> [Written instruction a]: How many lines of the entries below contain the string "japanese"? Reply with the number alone.

> [Document]:
Hooten and the Lady - Episode 1 Review

Let's be honest here: Hooten and the Lady isn't the most original series to come out on Sky 1, and nor is it the sort of thing TV channels seem to want to commission anymore. It seems to be an almost out of time piece of TV that feels more at home several years ago in the Saturday evening family drama faze of Doctor Who, Primeval, Merlin and numerous others. Perhaps this means that it'll have greater appeal, but given Sky 1's limited audience - and the terrible choice of a Friday post-watershed slot - it just seems a bit bizarre for Hooten and the Lady.
So the plot follows British Museum expert Alex (the titular lady, played by Elementary's Ophelia Lovibond) joining forces with American adventurer Hooten (played by some guy I've never heard of) to make basically a TV-budget Indiana Jones homage. Mix it in with a modern setting and an even more forgettable antagonist than you ever thought possible, Hooten and the Lady probably sounds very familiar, and if the two leads get together at the end of the series...well, that sounds very familiar as well.

> [Written instruction b]: Which series does the review above name as examples of the Saturday evening family drama phase?

> [Information shown]:
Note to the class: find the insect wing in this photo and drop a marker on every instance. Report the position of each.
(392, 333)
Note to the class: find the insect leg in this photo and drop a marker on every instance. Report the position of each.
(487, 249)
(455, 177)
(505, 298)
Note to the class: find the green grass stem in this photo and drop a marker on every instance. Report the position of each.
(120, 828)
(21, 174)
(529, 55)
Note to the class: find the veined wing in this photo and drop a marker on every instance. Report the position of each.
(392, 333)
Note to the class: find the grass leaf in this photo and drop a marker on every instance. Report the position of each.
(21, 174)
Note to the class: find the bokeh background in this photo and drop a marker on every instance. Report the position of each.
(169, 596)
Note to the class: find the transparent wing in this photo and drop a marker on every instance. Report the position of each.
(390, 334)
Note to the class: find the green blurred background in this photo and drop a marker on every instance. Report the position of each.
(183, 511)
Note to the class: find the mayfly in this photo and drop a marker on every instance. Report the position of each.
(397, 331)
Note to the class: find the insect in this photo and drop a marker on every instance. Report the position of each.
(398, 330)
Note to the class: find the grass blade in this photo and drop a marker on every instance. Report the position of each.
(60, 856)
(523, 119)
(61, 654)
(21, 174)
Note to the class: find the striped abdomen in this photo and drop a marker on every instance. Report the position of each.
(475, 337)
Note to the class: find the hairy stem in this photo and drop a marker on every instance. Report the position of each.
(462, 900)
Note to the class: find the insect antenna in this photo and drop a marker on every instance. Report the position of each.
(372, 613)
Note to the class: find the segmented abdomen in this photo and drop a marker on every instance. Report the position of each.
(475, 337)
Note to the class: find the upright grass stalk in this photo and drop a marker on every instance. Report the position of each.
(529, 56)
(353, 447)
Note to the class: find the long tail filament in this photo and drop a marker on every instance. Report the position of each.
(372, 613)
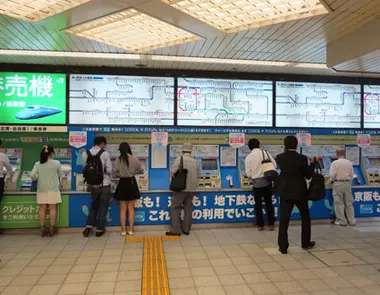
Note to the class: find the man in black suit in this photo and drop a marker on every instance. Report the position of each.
(292, 189)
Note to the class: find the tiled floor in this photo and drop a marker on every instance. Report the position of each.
(238, 261)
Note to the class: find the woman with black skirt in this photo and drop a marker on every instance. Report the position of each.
(127, 191)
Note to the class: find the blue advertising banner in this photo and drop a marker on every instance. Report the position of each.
(207, 130)
(215, 207)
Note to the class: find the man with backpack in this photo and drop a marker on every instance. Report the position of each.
(97, 171)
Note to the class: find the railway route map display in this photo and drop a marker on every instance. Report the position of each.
(121, 100)
(371, 106)
(300, 104)
(215, 102)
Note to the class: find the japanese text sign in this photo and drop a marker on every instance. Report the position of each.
(160, 139)
(364, 140)
(236, 139)
(32, 98)
(304, 139)
(78, 139)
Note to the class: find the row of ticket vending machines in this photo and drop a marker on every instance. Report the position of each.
(221, 166)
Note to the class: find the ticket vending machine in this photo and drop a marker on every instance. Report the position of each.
(207, 157)
(63, 155)
(245, 181)
(370, 165)
(140, 151)
(15, 158)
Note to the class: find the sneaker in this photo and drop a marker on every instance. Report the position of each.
(87, 232)
(169, 233)
(99, 233)
(310, 246)
(339, 223)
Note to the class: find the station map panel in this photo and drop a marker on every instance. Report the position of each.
(371, 106)
(317, 105)
(124, 100)
(214, 102)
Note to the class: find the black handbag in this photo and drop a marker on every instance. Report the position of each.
(178, 182)
(317, 189)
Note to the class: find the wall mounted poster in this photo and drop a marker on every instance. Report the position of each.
(32, 98)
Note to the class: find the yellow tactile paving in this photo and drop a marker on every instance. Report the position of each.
(154, 274)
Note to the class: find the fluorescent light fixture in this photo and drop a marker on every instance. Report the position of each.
(231, 16)
(163, 58)
(133, 31)
(36, 10)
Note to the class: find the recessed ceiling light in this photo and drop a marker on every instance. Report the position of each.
(247, 14)
(132, 30)
(36, 10)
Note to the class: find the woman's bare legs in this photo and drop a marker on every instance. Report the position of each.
(123, 215)
(42, 214)
(131, 215)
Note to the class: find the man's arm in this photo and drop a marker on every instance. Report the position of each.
(7, 164)
(107, 163)
(333, 172)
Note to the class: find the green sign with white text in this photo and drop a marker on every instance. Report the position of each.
(32, 98)
(22, 211)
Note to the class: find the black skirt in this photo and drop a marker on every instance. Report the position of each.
(127, 189)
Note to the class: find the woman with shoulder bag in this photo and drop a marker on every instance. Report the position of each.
(126, 166)
(262, 186)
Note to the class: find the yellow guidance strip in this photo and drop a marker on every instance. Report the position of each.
(154, 276)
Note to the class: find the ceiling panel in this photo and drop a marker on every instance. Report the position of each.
(296, 41)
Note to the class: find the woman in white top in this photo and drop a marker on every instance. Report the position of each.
(262, 188)
(47, 172)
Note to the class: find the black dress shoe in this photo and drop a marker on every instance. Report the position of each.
(98, 234)
(87, 232)
(310, 246)
(169, 233)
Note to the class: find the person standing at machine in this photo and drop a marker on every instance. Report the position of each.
(262, 188)
(126, 166)
(292, 189)
(184, 198)
(4, 163)
(47, 172)
(341, 174)
(97, 171)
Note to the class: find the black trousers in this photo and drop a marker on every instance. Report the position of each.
(286, 207)
(2, 184)
(266, 194)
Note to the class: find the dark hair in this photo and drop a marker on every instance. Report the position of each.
(47, 150)
(290, 142)
(125, 149)
(99, 140)
(253, 143)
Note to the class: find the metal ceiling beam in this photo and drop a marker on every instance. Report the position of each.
(362, 41)
(155, 8)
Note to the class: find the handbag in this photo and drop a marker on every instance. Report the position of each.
(178, 182)
(269, 170)
(317, 191)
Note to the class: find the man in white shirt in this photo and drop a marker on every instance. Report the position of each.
(262, 188)
(4, 163)
(342, 173)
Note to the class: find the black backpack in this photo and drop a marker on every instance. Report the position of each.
(317, 189)
(93, 171)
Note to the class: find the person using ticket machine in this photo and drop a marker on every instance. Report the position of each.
(341, 174)
(4, 163)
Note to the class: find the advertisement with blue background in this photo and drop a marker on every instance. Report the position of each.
(217, 207)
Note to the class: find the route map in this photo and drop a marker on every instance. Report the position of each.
(317, 105)
(212, 102)
(121, 100)
(371, 106)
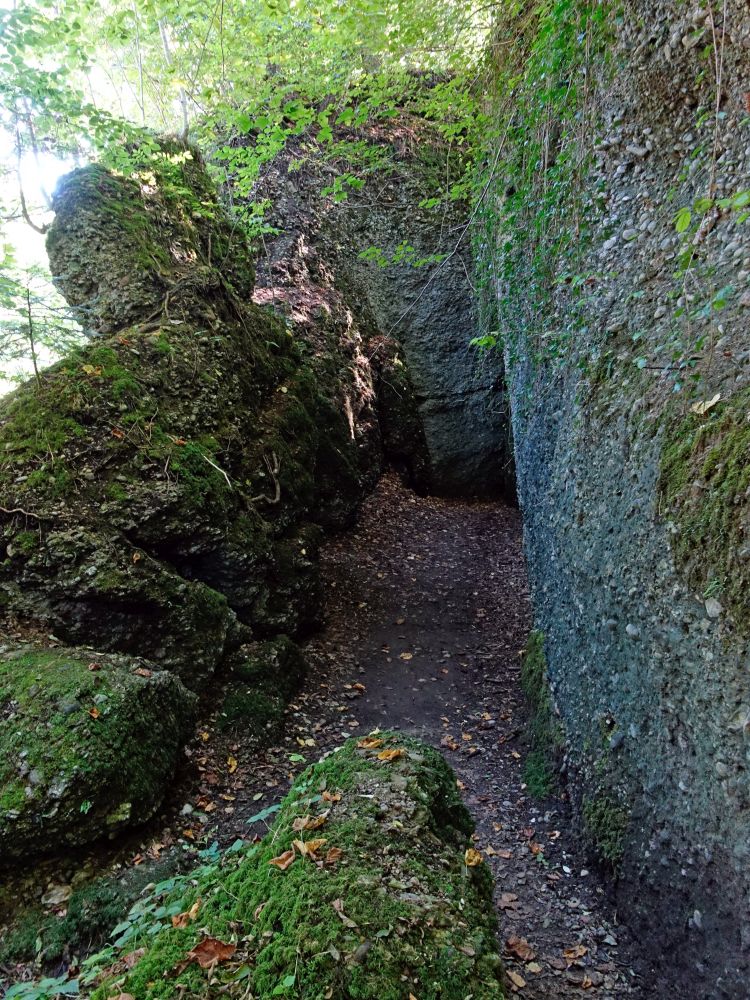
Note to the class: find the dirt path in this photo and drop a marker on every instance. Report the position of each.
(427, 611)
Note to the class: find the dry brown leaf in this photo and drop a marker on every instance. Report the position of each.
(574, 953)
(283, 861)
(307, 848)
(370, 743)
(210, 951)
(338, 905)
(520, 947)
(183, 919)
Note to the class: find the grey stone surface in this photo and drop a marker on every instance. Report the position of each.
(633, 650)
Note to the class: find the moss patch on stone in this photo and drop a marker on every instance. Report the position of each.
(263, 679)
(705, 490)
(545, 731)
(397, 911)
(605, 822)
(87, 743)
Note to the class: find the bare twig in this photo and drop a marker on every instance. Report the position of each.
(218, 469)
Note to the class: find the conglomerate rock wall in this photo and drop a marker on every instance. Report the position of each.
(633, 465)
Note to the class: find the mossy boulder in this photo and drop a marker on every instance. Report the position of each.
(705, 491)
(376, 901)
(88, 742)
(264, 677)
(167, 478)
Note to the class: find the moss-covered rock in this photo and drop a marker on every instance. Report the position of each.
(377, 901)
(165, 477)
(545, 731)
(264, 677)
(88, 742)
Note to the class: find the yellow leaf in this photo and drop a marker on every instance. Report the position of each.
(370, 743)
(283, 861)
(705, 405)
(307, 848)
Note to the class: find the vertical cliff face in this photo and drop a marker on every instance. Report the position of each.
(628, 356)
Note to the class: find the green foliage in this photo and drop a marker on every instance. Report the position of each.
(532, 232)
(704, 488)
(606, 821)
(387, 878)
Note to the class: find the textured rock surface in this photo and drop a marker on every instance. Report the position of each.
(87, 745)
(647, 655)
(380, 903)
(426, 309)
(164, 488)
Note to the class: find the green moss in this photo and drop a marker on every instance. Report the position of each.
(262, 682)
(26, 541)
(415, 919)
(545, 732)
(705, 489)
(71, 734)
(605, 821)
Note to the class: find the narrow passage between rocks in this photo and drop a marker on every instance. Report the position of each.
(426, 615)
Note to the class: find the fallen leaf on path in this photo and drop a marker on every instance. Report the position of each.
(181, 920)
(307, 848)
(370, 743)
(210, 952)
(705, 405)
(574, 953)
(518, 981)
(520, 947)
(283, 861)
(338, 905)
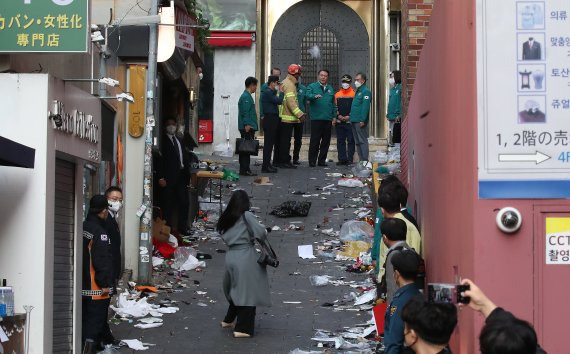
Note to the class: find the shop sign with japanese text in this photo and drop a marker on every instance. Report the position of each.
(44, 25)
(523, 70)
(184, 34)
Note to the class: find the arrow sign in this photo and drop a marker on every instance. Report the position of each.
(537, 157)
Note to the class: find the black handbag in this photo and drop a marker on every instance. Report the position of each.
(267, 257)
(247, 146)
(397, 133)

> [Solution a]: 2

> [Solution b]: Doctor Who, Primeval, Merlin